Data extracts
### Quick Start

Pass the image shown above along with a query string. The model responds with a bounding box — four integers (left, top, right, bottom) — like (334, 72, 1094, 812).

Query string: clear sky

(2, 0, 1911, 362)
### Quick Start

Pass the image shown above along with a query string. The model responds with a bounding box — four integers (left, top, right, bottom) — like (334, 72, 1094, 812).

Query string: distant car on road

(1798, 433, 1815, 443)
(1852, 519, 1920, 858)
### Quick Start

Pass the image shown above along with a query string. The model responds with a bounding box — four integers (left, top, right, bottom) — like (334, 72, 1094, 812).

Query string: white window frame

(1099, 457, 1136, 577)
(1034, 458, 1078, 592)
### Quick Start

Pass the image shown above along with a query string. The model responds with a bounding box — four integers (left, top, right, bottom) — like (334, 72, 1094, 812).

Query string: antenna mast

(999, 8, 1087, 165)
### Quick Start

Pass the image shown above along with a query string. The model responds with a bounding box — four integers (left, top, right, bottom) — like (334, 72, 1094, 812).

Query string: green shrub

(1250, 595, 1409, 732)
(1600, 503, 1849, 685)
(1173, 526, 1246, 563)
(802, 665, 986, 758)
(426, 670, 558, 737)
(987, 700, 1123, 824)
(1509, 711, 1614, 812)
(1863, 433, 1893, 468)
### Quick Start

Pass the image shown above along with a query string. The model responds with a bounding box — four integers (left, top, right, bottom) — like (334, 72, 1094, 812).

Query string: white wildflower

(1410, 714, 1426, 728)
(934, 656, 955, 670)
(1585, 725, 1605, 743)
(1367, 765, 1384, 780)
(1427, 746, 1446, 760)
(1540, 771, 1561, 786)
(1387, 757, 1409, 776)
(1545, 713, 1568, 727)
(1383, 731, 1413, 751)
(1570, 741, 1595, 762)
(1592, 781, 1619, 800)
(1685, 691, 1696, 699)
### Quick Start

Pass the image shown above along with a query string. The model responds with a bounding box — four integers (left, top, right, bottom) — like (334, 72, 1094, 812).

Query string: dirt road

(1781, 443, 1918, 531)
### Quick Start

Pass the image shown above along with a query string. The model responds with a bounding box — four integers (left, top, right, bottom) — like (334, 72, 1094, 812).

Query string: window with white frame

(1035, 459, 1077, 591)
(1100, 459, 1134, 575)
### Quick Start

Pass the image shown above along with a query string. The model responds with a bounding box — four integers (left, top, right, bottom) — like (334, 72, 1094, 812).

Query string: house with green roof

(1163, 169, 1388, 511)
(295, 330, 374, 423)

Task directions
Go through the records and output them all, word for word.

Problem solution
### Quick Start

Pass the image shown above along with a query string. The model responds with a bounding box — four integers (left, top, right, bottom) — like (334, 72, 1094, 812).

Query string: clear sky

(2, 0, 1911, 362)
### Quick Start

Pass the image shown above along with a query string. The model responds with a bounding box — four integers (left, top, right, bottom) — like (334, 72, 1094, 812).

Query string: distant car on road

(1798, 433, 1815, 443)
(1852, 519, 1920, 858)
### Quick Start

Pass the image shown above along with a query string. The model responds with a bounding box — four integers (left, top, right, bottom) — like (334, 72, 1094, 812).

Query string: white window frame

(1099, 457, 1136, 577)
(1034, 458, 1078, 592)
### Quick Start

Pass the image shown above along with a query string. The model responds with a bounding box — four integers (left, top, right, bottom) — like (334, 72, 1094, 812).

Query string: antenna mast

(999, 8, 1087, 165)
### Quick Start

Pass the image shown above along with a query string. The model responds with a bounding box — four integers (left, top, right, bottom) — like (334, 72, 1094, 812).

Query string: green shrub

(1250, 595, 1409, 732)
(1600, 503, 1849, 685)
(1173, 526, 1246, 563)
(802, 665, 986, 758)
(426, 670, 558, 737)
(987, 700, 1123, 824)
(1509, 711, 1614, 812)
(1863, 433, 1893, 468)
### Quick Start

Pass the image shown above along with a query string. The model responds with a bounding box — four integers (left, top, right, bottom) — like (334, 72, 1094, 812).

Query string: white wildflower

(1410, 714, 1426, 728)
(934, 656, 955, 670)
(1585, 725, 1605, 743)
(1367, 765, 1384, 780)
(1427, 746, 1446, 760)
(1540, 771, 1561, 786)
(1387, 757, 1409, 776)
(1545, 713, 1568, 727)
(1383, 731, 1413, 751)
(1570, 741, 1595, 762)
(1592, 781, 1619, 800)
(1685, 691, 1696, 699)
### Quick Start

Pass the image shown above along with a query string. The model responds with a bounding box — four integers (left, top, right, bottom) — like (334, 72, 1094, 812).

Query string: dirt road

(1781, 443, 1918, 531)
### Quick Start

Pass the image shown above along with a query string. The model responds with a bounding box — four integers (left, top, right, bottom) — like (334, 72, 1094, 812).

Query string: window with white frame

(1035, 459, 1077, 591)
(1100, 459, 1134, 575)
### Quick Start

Pass the image shown above along with a query string. The model responds with a bounding box — four integers (left, top, right, bottom) — like (334, 72, 1094, 812).

Query string: house with green roof

(1163, 169, 1388, 511)
(295, 330, 374, 423)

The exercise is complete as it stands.